**Instructions to follow:** In the text below about missing time alone with a husband, list every activity named after the words "in between all the".

══ Source document

I miss: the laughter and the banter; watching a movie together, with popcorn, and beer and no interruptions; dinner at strange restaurants watching him order the weirdest thing on the menu as I search for the chicken parmy. 

I miss: watching him laugh with friends; spending the whole day in bed with him; sundowners and the goofy ballroom dancing we’d inevitably end up displaying at the night’s end. 

I miss the holidays: discovering new worlds together; learning together; relaxing together… 

I miss my husband.

A few weeks ago I asked you guys to tell me something you took for granted before having kids.  I took for granted by time with my husband.

I wish we’d gone out more, travelled more, “lived” more.  I wish we’d spent less time in front of the TV and more time out in the world.  I wish we’d realised how much freedom and opportunity we had.  I wish we’d fully appreciated the ability to do just about anything we wanted to do at the drop of a hat. 

And now that we know all this and we are so grateful for even the smallest opportunity to be alone together – I wish we weren’t so damn tired!!

I know that these days don’t last forever and that with each day that passes the kids get more independent and the window of opportunity to hang out in another room and chat gets bigger.  But right now, it’s hard.  Really hard.

I also know that in those moments when the kids aren’t wrestling or head butting each other, when they’re not trying to stick cheese up their nose or tip yoghurt on their brother’s head… those moments when they’re just sitting together hugging like angels or giggling at how funny the word “butt” is... you look across the room at each other and know that together you made them, you gave them life.  In those moments there’s a feeling that you share that you couldn’t manufacture and you wouldn’t trade for anything.  But in between those moments, in between the sleepless nights, in between all the disciplining, food preparation, laundry and work…there’s little time to just be a couple.  Not Mum and Dad.  Just Kellie and Dino.

════
══ Data supplied

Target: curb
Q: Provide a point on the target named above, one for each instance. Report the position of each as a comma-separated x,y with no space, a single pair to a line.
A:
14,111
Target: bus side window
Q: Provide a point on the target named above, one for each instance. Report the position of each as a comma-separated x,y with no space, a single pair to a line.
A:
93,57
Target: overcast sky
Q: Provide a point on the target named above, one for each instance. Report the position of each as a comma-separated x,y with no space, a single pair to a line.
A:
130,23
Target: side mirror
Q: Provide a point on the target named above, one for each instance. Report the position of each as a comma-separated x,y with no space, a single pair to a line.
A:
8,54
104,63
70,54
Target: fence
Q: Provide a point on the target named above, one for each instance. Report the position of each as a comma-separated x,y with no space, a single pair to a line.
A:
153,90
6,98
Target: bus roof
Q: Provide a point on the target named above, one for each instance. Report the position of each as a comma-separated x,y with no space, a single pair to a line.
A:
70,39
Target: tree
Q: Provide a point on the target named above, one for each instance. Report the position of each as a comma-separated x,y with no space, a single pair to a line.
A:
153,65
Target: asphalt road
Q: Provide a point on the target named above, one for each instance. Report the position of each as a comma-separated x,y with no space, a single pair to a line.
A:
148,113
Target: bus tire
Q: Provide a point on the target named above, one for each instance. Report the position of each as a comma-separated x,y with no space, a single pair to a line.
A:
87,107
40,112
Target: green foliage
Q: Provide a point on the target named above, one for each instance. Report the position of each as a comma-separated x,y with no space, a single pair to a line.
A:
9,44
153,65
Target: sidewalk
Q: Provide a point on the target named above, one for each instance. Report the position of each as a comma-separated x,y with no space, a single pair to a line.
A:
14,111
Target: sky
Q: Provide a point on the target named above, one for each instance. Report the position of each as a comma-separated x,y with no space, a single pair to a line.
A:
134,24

════

**Exercise output:** Disciplining, food preparation, laundry, work